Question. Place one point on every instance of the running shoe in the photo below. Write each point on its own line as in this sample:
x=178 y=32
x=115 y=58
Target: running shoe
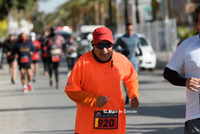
x=51 y=83
x=127 y=100
x=30 y=87
x=24 y=90
x=45 y=73
x=34 y=80
x=13 y=81
x=57 y=86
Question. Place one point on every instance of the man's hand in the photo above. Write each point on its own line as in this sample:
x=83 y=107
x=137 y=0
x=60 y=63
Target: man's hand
x=192 y=83
x=101 y=101
x=134 y=102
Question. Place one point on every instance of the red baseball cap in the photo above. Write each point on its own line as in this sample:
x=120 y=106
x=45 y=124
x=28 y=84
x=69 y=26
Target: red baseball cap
x=102 y=33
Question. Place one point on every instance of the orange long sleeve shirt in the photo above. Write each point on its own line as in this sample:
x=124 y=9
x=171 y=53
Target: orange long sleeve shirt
x=88 y=80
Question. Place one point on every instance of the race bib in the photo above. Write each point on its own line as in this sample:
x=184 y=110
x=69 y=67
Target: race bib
x=106 y=119
x=55 y=58
x=24 y=59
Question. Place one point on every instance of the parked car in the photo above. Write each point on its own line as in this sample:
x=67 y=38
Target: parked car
x=148 y=58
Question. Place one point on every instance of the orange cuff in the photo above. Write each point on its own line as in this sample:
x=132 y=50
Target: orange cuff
x=83 y=98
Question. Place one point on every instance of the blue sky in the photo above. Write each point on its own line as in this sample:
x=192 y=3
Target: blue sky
x=50 y=5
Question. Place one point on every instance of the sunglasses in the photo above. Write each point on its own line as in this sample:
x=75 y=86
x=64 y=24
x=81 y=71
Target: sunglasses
x=101 y=46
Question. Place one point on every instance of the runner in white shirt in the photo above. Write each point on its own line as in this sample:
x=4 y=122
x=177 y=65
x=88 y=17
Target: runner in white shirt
x=187 y=56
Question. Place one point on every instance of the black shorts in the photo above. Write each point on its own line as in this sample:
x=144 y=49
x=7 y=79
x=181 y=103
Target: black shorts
x=24 y=66
x=10 y=60
x=35 y=61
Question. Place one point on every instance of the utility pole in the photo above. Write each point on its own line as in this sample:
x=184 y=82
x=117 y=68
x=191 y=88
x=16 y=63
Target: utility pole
x=137 y=12
x=126 y=11
x=110 y=14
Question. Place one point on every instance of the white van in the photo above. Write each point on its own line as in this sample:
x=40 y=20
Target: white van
x=85 y=38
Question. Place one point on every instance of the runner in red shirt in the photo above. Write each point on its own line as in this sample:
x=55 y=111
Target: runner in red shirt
x=35 y=57
x=95 y=85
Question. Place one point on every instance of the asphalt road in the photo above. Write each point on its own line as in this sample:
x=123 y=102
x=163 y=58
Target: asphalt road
x=49 y=111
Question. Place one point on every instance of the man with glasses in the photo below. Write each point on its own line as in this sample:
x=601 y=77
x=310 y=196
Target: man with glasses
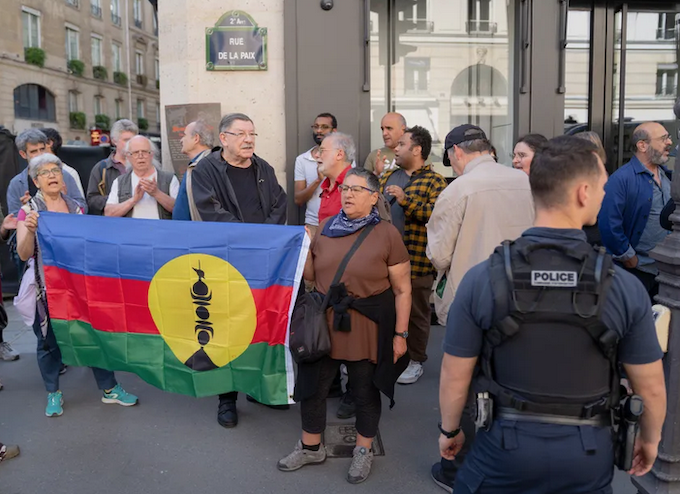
x=307 y=176
x=144 y=191
x=635 y=195
x=232 y=185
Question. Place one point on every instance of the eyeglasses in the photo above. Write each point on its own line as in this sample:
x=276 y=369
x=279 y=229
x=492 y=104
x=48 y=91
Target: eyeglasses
x=354 y=188
x=140 y=153
x=46 y=173
x=242 y=135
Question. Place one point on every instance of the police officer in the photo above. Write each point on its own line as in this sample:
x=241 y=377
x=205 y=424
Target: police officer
x=548 y=319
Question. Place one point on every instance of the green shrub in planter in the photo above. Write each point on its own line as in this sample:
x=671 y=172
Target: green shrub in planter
x=35 y=56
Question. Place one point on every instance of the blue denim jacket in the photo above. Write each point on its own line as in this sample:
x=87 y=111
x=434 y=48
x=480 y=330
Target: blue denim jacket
x=625 y=209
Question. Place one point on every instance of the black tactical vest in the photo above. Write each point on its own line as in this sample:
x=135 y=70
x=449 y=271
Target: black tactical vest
x=551 y=354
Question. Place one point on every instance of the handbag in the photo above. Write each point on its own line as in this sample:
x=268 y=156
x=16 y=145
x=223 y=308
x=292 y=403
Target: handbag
x=309 y=333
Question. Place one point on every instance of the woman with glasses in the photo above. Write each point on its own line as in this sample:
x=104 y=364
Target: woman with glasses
x=368 y=319
x=145 y=191
x=47 y=174
x=525 y=149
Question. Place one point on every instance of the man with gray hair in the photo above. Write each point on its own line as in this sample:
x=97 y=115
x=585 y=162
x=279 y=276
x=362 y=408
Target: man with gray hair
x=197 y=142
x=335 y=156
x=32 y=143
x=108 y=170
x=145 y=191
x=234 y=185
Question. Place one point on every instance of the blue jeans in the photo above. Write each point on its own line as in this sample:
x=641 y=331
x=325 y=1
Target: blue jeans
x=49 y=361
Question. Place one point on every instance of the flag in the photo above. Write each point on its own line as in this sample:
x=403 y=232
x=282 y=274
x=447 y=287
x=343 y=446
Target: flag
x=191 y=307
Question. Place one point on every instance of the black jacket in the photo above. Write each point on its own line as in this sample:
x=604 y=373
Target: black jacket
x=215 y=198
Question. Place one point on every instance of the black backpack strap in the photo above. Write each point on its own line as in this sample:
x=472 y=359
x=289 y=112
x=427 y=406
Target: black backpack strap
x=343 y=265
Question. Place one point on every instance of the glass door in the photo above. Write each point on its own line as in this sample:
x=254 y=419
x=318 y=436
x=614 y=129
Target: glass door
x=442 y=63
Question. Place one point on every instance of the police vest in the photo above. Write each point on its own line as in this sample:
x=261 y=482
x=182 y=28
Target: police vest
x=548 y=351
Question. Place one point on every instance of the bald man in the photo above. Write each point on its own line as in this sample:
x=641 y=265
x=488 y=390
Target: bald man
x=635 y=195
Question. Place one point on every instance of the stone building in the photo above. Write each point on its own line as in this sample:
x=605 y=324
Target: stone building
x=77 y=64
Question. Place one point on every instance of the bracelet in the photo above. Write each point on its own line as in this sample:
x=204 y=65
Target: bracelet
x=448 y=434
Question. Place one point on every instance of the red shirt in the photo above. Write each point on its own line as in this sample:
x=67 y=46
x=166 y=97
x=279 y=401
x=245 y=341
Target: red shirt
x=330 y=198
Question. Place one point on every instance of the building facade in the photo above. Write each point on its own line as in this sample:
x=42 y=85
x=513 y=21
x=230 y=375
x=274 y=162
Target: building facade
x=78 y=64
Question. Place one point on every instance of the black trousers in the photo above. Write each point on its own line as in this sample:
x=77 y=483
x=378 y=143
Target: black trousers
x=365 y=394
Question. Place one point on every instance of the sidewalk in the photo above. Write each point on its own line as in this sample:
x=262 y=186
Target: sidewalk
x=172 y=443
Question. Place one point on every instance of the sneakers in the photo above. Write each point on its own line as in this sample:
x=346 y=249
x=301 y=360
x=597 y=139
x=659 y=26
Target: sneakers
x=361 y=465
x=55 y=402
x=120 y=396
x=301 y=457
x=7 y=352
x=440 y=479
x=347 y=408
x=412 y=373
x=8 y=451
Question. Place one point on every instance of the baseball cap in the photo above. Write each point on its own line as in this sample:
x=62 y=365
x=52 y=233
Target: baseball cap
x=462 y=133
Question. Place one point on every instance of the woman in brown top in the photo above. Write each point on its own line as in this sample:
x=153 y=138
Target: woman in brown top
x=368 y=316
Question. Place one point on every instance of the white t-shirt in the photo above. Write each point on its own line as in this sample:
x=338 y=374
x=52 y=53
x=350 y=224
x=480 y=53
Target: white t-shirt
x=147 y=208
x=306 y=168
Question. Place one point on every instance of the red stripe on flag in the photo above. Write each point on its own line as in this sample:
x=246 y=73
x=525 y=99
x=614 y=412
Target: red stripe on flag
x=121 y=305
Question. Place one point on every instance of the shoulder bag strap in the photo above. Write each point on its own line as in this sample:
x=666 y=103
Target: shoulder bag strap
x=343 y=265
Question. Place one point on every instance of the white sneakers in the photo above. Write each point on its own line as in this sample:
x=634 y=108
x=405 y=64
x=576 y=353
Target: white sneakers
x=412 y=373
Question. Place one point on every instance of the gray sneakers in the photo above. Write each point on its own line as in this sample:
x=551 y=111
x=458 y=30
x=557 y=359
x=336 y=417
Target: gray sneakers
x=361 y=465
x=301 y=457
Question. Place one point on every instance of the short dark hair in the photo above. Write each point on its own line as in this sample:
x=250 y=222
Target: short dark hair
x=54 y=136
x=534 y=141
x=557 y=164
x=420 y=136
x=331 y=116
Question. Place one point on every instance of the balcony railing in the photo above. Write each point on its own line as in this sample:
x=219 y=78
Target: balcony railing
x=482 y=27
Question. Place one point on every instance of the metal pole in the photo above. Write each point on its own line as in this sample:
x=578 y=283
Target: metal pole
x=127 y=50
x=665 y=475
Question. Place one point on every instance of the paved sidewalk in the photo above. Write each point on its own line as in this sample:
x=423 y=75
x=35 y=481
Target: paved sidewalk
x=173 y=444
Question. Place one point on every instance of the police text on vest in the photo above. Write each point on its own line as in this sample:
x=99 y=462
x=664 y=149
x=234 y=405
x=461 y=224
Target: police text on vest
x=554 y=278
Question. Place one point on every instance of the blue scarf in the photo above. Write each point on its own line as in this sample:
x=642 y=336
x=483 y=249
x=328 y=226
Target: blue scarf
x=341 y=226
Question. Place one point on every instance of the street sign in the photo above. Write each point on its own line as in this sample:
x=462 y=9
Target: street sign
x=236 y=43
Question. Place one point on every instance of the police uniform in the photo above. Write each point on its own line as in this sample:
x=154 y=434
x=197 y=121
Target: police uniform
x=550 y=319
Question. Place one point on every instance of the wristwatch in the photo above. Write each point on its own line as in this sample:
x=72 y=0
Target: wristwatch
x=448 y=434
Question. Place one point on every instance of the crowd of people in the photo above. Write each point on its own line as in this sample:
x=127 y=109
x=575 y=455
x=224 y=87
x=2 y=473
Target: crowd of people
x=408 y=236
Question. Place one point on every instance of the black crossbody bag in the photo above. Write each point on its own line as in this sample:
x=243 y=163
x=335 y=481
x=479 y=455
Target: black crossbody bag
x=309 y=333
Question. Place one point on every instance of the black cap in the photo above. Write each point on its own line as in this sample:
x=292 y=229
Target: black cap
x=462 y=133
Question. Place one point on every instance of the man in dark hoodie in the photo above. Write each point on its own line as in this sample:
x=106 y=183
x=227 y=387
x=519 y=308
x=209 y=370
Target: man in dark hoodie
x=235 y=185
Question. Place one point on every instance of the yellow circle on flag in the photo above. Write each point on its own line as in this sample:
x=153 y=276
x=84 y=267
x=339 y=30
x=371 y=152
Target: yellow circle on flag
x=204 y=310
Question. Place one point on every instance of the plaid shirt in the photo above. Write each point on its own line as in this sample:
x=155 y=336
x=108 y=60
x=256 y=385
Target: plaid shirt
x=421 y=193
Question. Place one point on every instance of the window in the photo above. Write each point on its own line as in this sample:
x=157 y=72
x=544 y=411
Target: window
x=96 y=51
x=666 y=80
x=139 y=63
x=480 y=17
x=72 y=101
x=137 y=12
x=666 y=26
x=34 y=102
x=72 y=44
x=117 y=51
x=99 y=105
x=115 y=12
x=96 y=8
x=417 y=74
x=31 y=21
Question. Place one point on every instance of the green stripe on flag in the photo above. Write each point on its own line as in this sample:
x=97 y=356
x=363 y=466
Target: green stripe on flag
x=260 y=371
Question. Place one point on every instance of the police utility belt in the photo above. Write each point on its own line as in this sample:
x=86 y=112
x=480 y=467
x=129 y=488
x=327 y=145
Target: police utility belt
x=548 y=357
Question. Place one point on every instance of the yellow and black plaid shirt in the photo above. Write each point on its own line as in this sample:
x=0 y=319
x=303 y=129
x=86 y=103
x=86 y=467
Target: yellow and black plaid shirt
x=421 y=194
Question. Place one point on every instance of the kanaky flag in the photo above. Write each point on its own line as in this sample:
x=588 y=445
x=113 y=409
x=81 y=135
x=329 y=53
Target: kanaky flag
x=191 y=307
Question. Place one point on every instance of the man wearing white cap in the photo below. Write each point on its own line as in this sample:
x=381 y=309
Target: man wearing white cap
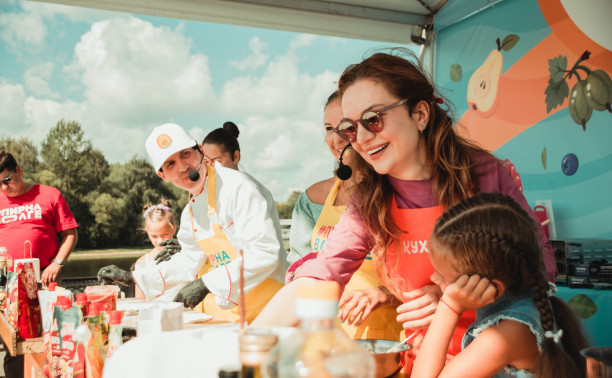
────────────────────────────────────────
_Written instruction_
Could you copy the stretch of the items from the line containing "Question. Place one point on every instance of the man wearing" through the end of the items, leaving out the picture?

_Solution_
Question. Place one point on every instance of the man wearing white cap in the photo below. Write each point on its own line as in this sample:
x=381 y=309
Target: man wearing white cap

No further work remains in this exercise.